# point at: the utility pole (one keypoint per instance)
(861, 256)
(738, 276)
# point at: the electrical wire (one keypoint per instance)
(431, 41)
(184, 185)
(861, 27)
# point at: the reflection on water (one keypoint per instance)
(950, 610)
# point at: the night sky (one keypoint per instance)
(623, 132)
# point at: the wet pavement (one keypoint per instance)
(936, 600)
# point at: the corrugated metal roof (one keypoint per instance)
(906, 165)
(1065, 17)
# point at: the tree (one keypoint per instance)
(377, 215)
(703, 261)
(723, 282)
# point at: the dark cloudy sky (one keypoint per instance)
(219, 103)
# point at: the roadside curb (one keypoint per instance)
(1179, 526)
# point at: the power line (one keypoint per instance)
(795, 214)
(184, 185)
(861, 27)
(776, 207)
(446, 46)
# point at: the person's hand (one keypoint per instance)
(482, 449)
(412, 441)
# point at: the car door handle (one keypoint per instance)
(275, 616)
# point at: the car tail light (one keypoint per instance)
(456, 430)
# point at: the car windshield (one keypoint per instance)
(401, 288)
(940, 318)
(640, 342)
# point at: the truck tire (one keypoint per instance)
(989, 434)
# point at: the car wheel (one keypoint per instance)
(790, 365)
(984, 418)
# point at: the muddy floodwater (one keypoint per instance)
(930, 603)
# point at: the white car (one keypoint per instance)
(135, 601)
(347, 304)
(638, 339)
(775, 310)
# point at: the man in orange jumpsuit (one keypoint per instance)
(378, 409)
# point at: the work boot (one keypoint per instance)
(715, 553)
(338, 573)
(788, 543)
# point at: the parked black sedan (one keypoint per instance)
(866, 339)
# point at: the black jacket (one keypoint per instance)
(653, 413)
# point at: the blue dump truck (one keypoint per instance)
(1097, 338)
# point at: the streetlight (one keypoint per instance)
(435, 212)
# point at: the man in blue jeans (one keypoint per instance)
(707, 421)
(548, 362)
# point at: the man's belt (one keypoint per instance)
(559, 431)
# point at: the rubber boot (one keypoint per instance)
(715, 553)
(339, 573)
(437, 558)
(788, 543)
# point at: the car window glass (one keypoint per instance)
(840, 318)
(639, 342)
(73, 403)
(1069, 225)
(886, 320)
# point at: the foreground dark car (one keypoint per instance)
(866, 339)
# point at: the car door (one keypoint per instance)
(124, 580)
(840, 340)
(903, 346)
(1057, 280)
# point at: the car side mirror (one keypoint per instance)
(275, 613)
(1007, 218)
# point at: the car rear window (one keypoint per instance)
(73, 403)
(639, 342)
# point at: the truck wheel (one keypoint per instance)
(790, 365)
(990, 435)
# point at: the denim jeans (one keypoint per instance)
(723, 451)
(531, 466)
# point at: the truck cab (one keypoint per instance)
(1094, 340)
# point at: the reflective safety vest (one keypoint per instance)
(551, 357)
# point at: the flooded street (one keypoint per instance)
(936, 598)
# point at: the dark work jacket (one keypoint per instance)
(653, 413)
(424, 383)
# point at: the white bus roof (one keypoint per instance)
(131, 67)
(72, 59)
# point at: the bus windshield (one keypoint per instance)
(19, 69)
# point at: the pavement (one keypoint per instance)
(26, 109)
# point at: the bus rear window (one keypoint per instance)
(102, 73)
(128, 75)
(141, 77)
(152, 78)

::::::::::

• [Your assignment]:
Please return all of the entries above, exactly and completely.

• [Output of the task]:
# point at: the utility pole (one keypoint per instance)
(861, 256)
(738, 276)
# point at: the electrical wire (one keypoint per instance)
(431, 41)
(184, 185)
(861, 27)
# point at: the reflection on water (one keypoint per instance)
(950, 610)
# point at: the night sky (one keypoint per instance)
(623, 132)
# point at: the wet pavement (one keypoint per instance)
(936, 600)
# point at: the corrugated metal roof (one keypoint per instance)
(906, 165)
(1065, 17)
# point at: the tree (one keypoint per instance)
(377, 215)
(703, 261)
(723, 282)
# point at: the dark cloudy sky (one keypoint per instance)
(219, 103)
# point at: the roadside curb (one keypoint per instance)
(1179, 526)
# point at: the power line (one keypoint per instance)
(795, 214)
(184, 185)
(861, 27)
(776, 207)
(446, 46)
# point at: the person's hand (one keypoint per instance)
(482, 449)
(412, 441)
# point at: the car door handle (one keypoint per instance)
(275, 616)
# point at: the car tail light (one keypoint per instance)
(456, 430)
# point at: the car windshield (one keypoint per instance)
(401, 288)
(940, 318)
(640, 342)
# point at: the truck tire (one keypoint per instance)
(989, 434)
# point at: the car wheel (one keypoint per instance)
(790, 365)
(984, 418)
# point at: the muddy floodwater (one keypoint per instance)
(930, 603)
# point at: the white car (one keypoint per instance)
(135, 601)
(347, 304)
(638, 339)
(775, 310)
# point at: the man in orange jumpsuit (one keypoint per instance)
(378, 409)
# point at: the work boot (one keypoint per instance)
(715, 553)
(338, 573)
(788, 543)
# point at: the parked black sedan (one keypoint per instance)
(866, 339)
# point at: the black jacket (one keypoint per instance)
(653, 413)
# point at: the blue dump truck (one keypoint per instance)
(1097, 338)
# point at: the streetlight (one keypoint per instance)
(435, 212)
# point at: the man in blue jeans (one keypoint per instance)
(707, 421)
(548, 362)
# point at: the man's belt (one keypoint per instance)
(559, 431)
# point at: the rubber boot (one keypoint per instance)
(715, 553)
(339, 573)
(437, 558)
(788, 543)
# point at: the car window glass (one keypoint per instance)
(840, 318)
(639, 342)
(73, 403)
(1069, 225)
(886, 320)
# point at: the foreground dark car (one keypoint per instance)
(866, 339)
# point at: the car door (one keypoint per instance)
(124, 580)
(840, 340)
(903, 346)
(1057, 280)
# point at: the car side mirror (one keypoint per instance)
(275, 613)
(1007, 218)
# point at: the car rear window (one keypoint per instance)
(73, 403)
(639, 342)
# point at: the truck wheel (one keypoint per instance)
(790, 365)
(990, 435)
# point at: the denim jeans (one keypoint per instance)
(723, 451)
(531, 466)
# point at: the truck cab (one keypoint per instance)
(1094, 340)
# point at: the reflective safety vest (one keypoint per instance)
(551, 357)
# point at: the flooded street (one keypoint per instance)
(936, 598)
# point at: the dark work jacket (one keypoint per instance)
(653, 413)
(424, 383)
# point at: the white bus roof (one keypoint per instance)
(131, 67)
(72, 59)
# point at: the bus windshield (one keypoint per instance)
(19, 69)
# point at: the pavement (one keypoint per instance)
(26, 109)
# point at: the bus rear window (one keypoint per instance)
(102, 73)
(128, 75)
(141, 77)
(152, 78)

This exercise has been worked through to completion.